**TASK**
Rewrite the records from the line containing "trunk on this basis." through the line containing "(1272, 733)" as a numbered list, omitting any blank lines.

Data listing:
______________________________

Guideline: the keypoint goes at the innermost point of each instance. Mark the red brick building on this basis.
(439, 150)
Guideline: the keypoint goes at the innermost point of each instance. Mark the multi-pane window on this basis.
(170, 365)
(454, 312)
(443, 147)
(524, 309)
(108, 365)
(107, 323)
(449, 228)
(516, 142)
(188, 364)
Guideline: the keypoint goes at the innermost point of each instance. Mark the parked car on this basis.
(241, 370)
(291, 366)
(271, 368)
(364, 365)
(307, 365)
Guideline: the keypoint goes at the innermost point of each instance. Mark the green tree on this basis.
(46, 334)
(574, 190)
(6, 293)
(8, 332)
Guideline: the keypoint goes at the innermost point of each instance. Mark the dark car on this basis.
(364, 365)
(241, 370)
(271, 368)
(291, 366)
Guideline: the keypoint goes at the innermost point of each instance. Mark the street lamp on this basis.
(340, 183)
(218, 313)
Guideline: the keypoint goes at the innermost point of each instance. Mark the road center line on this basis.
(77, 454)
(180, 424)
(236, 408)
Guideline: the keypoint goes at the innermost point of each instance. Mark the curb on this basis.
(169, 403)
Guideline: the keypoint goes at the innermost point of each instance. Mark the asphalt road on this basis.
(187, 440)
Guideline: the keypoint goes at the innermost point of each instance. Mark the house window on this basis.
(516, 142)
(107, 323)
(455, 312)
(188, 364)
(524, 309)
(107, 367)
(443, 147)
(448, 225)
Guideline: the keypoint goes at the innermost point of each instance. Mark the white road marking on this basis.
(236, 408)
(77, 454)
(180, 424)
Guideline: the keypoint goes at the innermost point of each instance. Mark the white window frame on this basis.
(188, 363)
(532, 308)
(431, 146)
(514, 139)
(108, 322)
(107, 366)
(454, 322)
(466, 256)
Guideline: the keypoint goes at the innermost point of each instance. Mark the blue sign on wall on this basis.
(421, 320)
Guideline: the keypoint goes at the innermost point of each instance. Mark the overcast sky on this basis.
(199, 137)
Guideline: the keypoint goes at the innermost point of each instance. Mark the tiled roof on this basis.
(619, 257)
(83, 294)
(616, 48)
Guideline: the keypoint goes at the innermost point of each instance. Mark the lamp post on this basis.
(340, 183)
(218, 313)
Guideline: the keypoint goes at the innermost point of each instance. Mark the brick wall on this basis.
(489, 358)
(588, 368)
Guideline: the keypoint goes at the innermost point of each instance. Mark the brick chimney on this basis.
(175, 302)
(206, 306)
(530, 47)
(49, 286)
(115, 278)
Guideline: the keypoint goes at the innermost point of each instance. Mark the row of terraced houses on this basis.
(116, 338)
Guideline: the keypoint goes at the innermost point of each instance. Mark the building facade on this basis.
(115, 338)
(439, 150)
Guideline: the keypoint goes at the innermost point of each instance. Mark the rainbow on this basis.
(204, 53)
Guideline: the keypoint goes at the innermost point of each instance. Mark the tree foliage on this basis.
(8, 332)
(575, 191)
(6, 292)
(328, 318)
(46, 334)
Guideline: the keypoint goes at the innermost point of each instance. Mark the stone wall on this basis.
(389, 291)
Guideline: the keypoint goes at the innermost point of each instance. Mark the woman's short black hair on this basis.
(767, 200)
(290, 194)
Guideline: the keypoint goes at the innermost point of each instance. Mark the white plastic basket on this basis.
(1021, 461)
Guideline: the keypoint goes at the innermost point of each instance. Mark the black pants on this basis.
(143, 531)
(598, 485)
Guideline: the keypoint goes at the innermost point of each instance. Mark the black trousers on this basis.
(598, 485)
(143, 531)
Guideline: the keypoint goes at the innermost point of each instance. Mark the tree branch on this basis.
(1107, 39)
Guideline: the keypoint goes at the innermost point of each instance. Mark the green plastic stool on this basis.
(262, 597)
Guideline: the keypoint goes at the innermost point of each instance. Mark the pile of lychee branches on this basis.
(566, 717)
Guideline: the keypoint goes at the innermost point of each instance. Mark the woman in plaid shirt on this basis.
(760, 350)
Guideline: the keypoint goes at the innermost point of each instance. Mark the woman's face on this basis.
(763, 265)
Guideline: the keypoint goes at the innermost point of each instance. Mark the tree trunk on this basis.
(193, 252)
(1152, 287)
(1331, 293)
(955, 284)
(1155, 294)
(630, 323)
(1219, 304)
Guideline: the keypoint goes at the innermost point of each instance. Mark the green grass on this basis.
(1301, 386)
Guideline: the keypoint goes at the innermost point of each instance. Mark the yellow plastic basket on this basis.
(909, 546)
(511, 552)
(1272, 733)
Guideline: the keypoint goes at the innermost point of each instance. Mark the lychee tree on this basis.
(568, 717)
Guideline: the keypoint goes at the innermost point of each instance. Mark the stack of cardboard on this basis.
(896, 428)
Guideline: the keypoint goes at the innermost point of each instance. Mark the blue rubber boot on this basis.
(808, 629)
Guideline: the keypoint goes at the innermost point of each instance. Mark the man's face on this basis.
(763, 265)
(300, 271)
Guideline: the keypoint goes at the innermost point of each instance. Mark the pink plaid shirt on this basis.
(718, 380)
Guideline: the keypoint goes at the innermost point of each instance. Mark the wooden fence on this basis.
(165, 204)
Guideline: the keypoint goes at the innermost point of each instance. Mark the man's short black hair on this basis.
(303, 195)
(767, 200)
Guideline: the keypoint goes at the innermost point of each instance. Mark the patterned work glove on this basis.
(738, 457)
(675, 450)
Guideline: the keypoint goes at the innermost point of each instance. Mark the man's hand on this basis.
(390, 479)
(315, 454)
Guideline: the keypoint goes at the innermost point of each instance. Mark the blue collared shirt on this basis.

______________________________

**ANSWER TO THE PROBLEM**
1. Guideline: the keypoint goes at the innermost point of each instance. Mark the tree trunk on this basis.
2. (193, 252)
3. (1152, 287)
4. (1331, 293)
5. (955, 284)
6. (1155, 294)
7. (630, 323)
8. (1219, 304)
9. Guideline: the keypoint goes at the innermost point of each instance. Mark the green grass on this basis.
10. (1301, 386)
11. Guideline: the keypoint goes at the innermost point of each instance. Mark the yellow plastic basket on this basis.
12. (909, 546)
13. (511, 552)
14. (1272, 733)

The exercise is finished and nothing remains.